» WORK REQUEST
Render every line of the entries below as a Markdown table with two columns, Row and Line. Put a running row number in Row and the line itself in Line, omit blank lines, and leave the pictures out of the answer.

» Items from a dataset
+ + + +

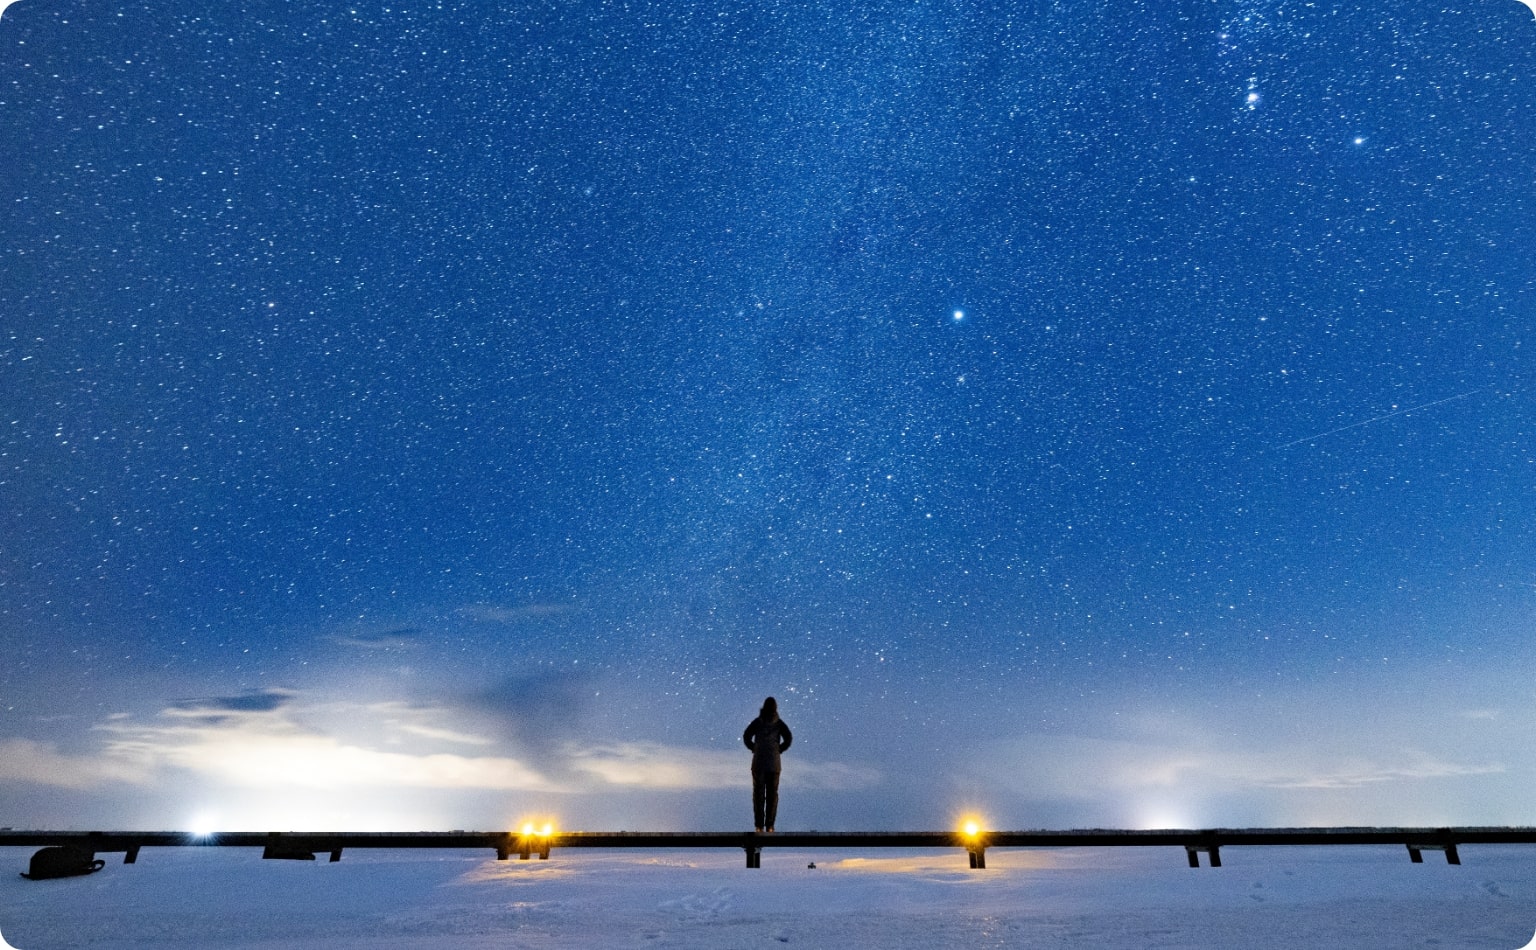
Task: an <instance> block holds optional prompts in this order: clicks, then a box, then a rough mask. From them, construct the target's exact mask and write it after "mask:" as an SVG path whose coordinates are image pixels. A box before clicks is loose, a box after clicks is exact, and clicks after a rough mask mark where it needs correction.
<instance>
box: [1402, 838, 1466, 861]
mask: <svg viewBox="0 0 1536 950" xmlns="http://www.w3.org/2000/svg"><path fill="white" fill-rule="evenodd" d="M1424 852H1445V864H1461V855H1459V853H1456V842H1455V841H1447V842H1445V844H1410V845H1409V861H1412V862H1415V864H1424Z"/></svg>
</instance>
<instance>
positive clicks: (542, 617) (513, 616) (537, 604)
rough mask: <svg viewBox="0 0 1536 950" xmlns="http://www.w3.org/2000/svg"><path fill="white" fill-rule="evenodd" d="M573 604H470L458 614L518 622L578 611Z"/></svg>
mask: <svg viewBox="0 0 1536 950" xmlns="http://www.w3.org/2000/svg"><path fill="white" fill-rule="evenodd" d="M579 610H581V607H576V606H573V604H527V606H522V607H499V606H496V604H470V606H468V607H459V610H458V615H459V616H462V618H464V619H468V621H475V623H481V624H518V623H524V621H533V619H551V618H559V616H568V615H571V613H578V612H579Z"/></svg>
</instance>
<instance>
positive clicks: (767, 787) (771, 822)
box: [763, 769, 779, 832]
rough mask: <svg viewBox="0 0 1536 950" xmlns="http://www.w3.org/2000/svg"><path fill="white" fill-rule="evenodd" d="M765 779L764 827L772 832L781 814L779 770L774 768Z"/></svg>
mask: <svg viewBox="0 0 1536 950" xmlns="http://www.w3.org/2000/svg"><path fill="white" fill-rule="evenodd" d="M763 779H765V781H763V799H765V801H763V829H766V830H770V832H771V830H773V822H774V819H776V818H777V816H779V770H777V769H774V770H773V772H770V773H768V775H765V776H763Z"/></svg>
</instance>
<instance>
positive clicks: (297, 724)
mask: <svg viewBox="0 0 1536 950" xmlns="http://www.w3.org/2000/svg"><path fill="white" fill-rule="evenodd" d="M270 699H272V701H270V703H266V704H263V703H260V701H255V698H252V701H250V703H229V701H212V703H210V701H197V703H190V704H177V706H174V707H170V709H167V710H164V712H163V713H161V721H160V722H155V724H143V726H141V724H134V722H132V721H114V722H108V724H103V726H100V727H98V730H101V732H104V733H108V735H109V736H111V738H109V741H108V742H106V746H104V750H103V756H104V759H106V761H121V762H140V764H144V766H147V767H149V769H152V770H184V772H192V773H197V775H203V776H206V778H210V779H215V781H220V782H224V784H230V786H241V787H258V789H278V787H286V789H292V787H304V789H343V787H370V789H479V790H541V792H550V790H556V789H554V786H553V784H551V782H550V781H548V779H547V778H545V776H544V775H541V773H539V772H538V770H535V769H531V767H530V766H527V764H525V762H522V761H521V759H516V758H510V756H465V755H453V753H407V752H384V750H378V749H370V747H367V746H361V744H355V742H346V741H343V739H338V738H335V736H330V735H326V733H321V732H318V730H313V729H309V727H306V726H303V724H301V722H298V721H296V719H295V718H293V715H292V713H293V703H292V701H293V696H292V695H289V693H284V695H283V696H270ZM232 707H235V709H237V710H238V712H233V710H232ZM241 707H252V709H241ZM419 729H422V727H421V726H418V730H419ZM468 738H470V736H464V735H455V739H468Z"/></svg>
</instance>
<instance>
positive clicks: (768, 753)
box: [742, 716, 794, 772]
mask: <svg viewBox="0 0 1536 950" xmlns="http://www.w3.org/2000/svg"><path fill="white" fill-rule="evenodd" d="M793 741H794V735H793V733H791V732H790V727H788V726H786V724H785V721H783V719H780V718H779V716H757V718H756V719H753V721H751V722H750V724H748V726H746V732H743V733H742V742H745V744H746V747H748V749H751V750H753V772H760V770H768V772H777V770H779V753H780V752H783V750H786V749H790V742H793Z"/></svg>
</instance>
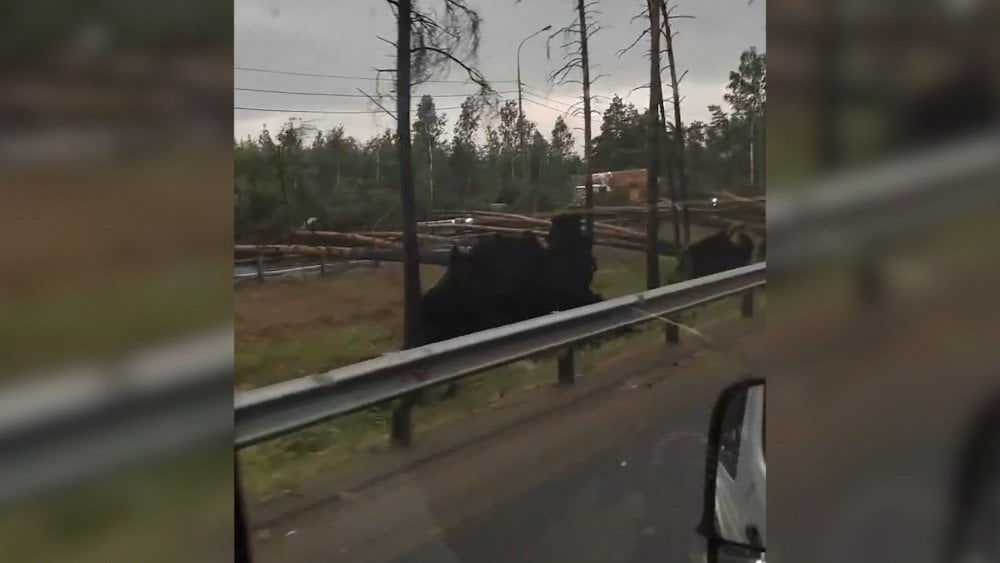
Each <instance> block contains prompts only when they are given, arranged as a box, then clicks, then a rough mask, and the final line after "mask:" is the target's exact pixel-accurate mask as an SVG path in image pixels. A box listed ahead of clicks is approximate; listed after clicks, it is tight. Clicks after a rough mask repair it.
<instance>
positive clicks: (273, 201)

+ + + +

» RESPONSE
| Row | Line |
|---|---|
| 1 | Task: an <instance> block holds optional prompts in this order: clicks, then a box, then a rough mask. From them, construct the target's exact mask and write it after "mask:" as an SVG path whose coordinates are image pixels. A box before clicks is loose, a box after clicks is exact, and clicks after a rough mask mark where it needs correction. |
| 2 | <instance> |
| 3 | box: [1402, 838, 1466, 861] |
| 4 | mask: <svg viewBox="0 0 1536 950" xmlns="http://www.w3.org/2000/svg"><path fill="white" fill-rule="evenodd" d="M1424 852H1445V864H1461V855H1459V853H1456V842H1455V841H1447V842H1445V844H1410V845H1409V861H1412V862H1415V864H1424Z"/></svg> |
| 5 | </instance> |
| 6 | <instance> |
| 7 | positive clicks: (542, 617) (513, 616) (537, 604) |
| 8 | rough mask: <svg viewBox="0 0 1536 950" xmlns="http://www.w3.org/2000/svg"><path fill="white" fill-rule="evenodd" d="M573 604H470L458 614L518 622L578 611Z"/></svg> |
| 9 | mask: <svg viewBox="0 0 1536 950" xmlns="http://www.w3.org/2000/svg"><path fill="white" fill-rule="evenodd" d="M579 610H581V607H576V606H573V604H527V606H522V607H499V606H496V604H470V606H468V607H459V610H458V615H459V616H462V618H464V619H468V621H475V623H481V624H518V623H524V621H533V619H551V618H559V616H568V615H571V613H578V612H579Z"/></svg> |
| 10 | </instance> |
| 11 | <instance> |
| 12 | positive clicks: (767, 787) (771, 822) |
| 13 | box: [763, 769, 779, 832] |
| 14 | rough mask: <svg viewBox="0 0 1536 950" xmlns="http://www.w3.org/2000/svg"><path fill="white" fill-rule="evenodd" d="M765 779L764 827L772 832L781 814L779 770L774 768Z"/></svg> |
| 15 | mask: <svg viewBox="0 0 1536 950" xmlns="http://www.w3.org/2000/svg"><path fill="white" fill-rule="evenodd" d="M763 779H765V781H763V799H765V801H763V829H766V830H770V832H771V830H773V822H774V819H776V818H777V816H779V770H777V769H774V770H773V772H770V773H768V775H765V776H763Z"/></svg> |
| 16 | </instance> |
| 17 | <instance> |
| 18 | positive clicks: (297, 724) |
| 19 | mask: <svg viewBox="0 0 1536 950" xmlns="http://www.w3.org/2000/svg"><path fill="white" fill-rule="evenodd" d="M270 699H272V701H270V703H266V704H263V703H260V701H255V698H252V701H250V703H229V701H212V703H210V701H197V703H190V704H177V706H174V707H170V709H167V710H164V712H163V713H161V721H160V722H155V724H143V726H141V724H134V722H132V721H114V722H108V724H103V726H100V727H98V730H101V732H104V733H108V735H109V736H111V738H109V741H108V742H106V746H104V750H103V756H104V759H106V761H121V762H140V764H144V766H147V767H149V769H152V770H184V772H192V773H197V775H203V776H206V778H210V779H215V781H220V782H224V784H230V786H241V787H258V789H278V787H286V789H292V787H304V789H343V787H370V789H479V790H541V792H550V790H556V789H554V786H553V784H551V782H550V781H548V779H547V778H545V776H544V775H541V773H539V772H538V770H535V769H531V767H530V766H527V764H525V762H522V761H521V759H516V758H510V756H465V755H453V753H407V752H384V750H378V749H370V747H367V746H361V744H355V742H346V741H343V739H338V738H335V736H330V735H326V733H321V732H318V730H313V729H309V727H306V726H303V724H301V722H298V721H296V719H295V718H293V715H292V713H293V703H292V701H293V696H292V695H289V693H284V695H283V696H270ZM232 707H235V709H237V710H238V712H233V710H232ZM241 707H252V709H241ZM419 729H422V727H421V726H418V730H419ZM468 738H470V736H464V735H455V739H468Z"/></svg> |
| 20 | </instance> |
| 21 | <instance> |
| 22 | positive clicks: (768, 753) |
| 23 | box: [742, 716, 794, 772] |
| 24 | mask: <svg viewBox="0 0 1536 950" xmlns="http://www.w3.org/2000/svg"><path fill="white" fill-rule="evenodd" d="M793 741H794V735H793V733H791V732H790V727H788V726H786V724H785V721H783V719H780V718H779V716H757V718H756V719H753V721H751V722H750V724H748V726H746V732H743V733H742V742H745V744H746V747H748V749H751V750H753V772H760V770H768V772H777V770H779V753H780V752H783V750H786V749H790V742H793Z"/></svg> |
| 25 | </instance> |
| 26 | Each <instance> block contains prompts only when they are given, arranged as a box, then clicks, then a rough mask, and the final line after "mask:" is the target's exact pixel-accurate mask as an SVG path in image pixels. A box listed ahead of clicks is approximate; listed after clicks, it is tight. Clicks after a rough mask repair it. |
| 27 | <instance> |
| 28 | positive clicks: (273, 201) |